Supplied information —
--- START ---
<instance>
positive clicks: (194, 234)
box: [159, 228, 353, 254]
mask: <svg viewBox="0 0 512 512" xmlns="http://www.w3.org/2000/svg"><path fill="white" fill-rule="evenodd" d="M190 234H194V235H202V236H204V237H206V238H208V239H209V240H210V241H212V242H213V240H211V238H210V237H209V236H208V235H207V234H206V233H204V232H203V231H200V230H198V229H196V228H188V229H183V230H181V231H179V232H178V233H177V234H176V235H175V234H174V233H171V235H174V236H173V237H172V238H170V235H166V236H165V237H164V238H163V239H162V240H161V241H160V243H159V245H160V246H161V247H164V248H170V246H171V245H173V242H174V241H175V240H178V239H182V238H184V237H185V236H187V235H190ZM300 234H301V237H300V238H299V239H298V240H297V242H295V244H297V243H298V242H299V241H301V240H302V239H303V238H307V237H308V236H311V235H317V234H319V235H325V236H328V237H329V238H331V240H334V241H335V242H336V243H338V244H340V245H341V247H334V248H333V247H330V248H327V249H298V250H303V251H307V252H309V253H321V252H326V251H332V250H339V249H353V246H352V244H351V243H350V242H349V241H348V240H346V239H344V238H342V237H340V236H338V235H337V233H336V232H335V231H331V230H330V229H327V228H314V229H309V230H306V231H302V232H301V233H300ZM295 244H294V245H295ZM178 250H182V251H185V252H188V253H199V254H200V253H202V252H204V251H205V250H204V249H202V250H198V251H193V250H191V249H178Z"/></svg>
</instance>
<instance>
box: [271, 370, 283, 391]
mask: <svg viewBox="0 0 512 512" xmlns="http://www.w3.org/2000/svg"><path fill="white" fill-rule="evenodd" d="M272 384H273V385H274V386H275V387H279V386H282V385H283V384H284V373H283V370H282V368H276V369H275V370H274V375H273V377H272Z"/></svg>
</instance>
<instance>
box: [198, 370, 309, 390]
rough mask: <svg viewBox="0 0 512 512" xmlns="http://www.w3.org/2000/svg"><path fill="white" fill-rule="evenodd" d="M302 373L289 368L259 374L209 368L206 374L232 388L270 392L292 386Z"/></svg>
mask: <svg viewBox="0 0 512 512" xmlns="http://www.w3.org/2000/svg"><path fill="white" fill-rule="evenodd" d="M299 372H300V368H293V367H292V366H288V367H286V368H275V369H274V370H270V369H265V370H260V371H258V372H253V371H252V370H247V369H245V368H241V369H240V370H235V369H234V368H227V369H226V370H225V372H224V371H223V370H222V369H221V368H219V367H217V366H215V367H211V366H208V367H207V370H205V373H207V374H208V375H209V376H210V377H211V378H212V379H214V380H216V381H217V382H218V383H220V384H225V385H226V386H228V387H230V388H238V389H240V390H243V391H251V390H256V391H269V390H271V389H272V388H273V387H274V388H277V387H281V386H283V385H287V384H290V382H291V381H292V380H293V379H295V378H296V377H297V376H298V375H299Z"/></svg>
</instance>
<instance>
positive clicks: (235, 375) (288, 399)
--- END ---
--- START ---
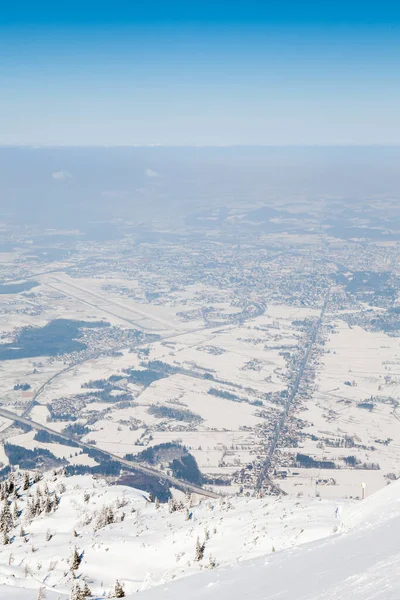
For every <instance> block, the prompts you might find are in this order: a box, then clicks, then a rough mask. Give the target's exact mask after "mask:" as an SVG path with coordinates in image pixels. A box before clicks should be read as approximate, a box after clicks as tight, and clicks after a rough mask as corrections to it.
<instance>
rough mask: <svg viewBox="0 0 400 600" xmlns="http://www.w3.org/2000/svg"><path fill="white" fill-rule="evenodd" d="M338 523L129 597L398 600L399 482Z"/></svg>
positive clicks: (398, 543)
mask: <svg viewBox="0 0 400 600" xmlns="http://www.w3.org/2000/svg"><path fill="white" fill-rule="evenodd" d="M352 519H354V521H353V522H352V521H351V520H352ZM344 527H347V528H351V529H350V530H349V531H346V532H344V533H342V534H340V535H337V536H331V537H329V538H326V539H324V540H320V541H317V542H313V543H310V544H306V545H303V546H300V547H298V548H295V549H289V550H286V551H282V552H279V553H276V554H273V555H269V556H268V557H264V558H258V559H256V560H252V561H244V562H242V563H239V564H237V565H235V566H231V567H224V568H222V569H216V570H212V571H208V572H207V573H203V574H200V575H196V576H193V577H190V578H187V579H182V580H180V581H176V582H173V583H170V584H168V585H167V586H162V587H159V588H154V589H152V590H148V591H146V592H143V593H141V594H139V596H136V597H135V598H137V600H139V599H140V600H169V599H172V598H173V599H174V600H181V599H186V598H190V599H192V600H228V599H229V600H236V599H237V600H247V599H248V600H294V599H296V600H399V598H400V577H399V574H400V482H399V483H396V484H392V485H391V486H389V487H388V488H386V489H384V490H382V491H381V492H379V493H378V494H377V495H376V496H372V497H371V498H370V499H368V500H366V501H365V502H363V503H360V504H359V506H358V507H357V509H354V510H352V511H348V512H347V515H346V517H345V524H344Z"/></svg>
--- END ---
--- START ---
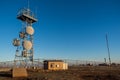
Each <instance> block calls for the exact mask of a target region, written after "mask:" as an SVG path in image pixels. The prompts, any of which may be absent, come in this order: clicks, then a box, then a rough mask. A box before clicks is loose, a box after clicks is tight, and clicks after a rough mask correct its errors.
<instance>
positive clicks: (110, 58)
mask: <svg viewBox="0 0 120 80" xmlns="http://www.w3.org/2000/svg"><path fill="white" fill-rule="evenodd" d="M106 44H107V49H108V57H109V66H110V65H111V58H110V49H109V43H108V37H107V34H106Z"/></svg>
--- END ---
What to produce — Each line carrying the string "prompts" should be copied out from the entries.

Finished exercise —
For every <instance> block, the prompts you might find are in this order: a box, then clicks, then a rough mask. Give the target's exact mask after "mask:" as an SVG path with coordinates in image pixels. A box before clicks should be read as approximate, a box after clicks as tight, and clicks after a rough mask as corrections to it.
Each <instance> block calls for the exact mask of a target region, written after "mask:" as an SVG path in image pixels. The prompts, any of which may be absent, come in this order: clicks, then a box, then a rough mask. A box before clicks is loose, a box after clicks is tight, and clicks after a rough mask correct its errors.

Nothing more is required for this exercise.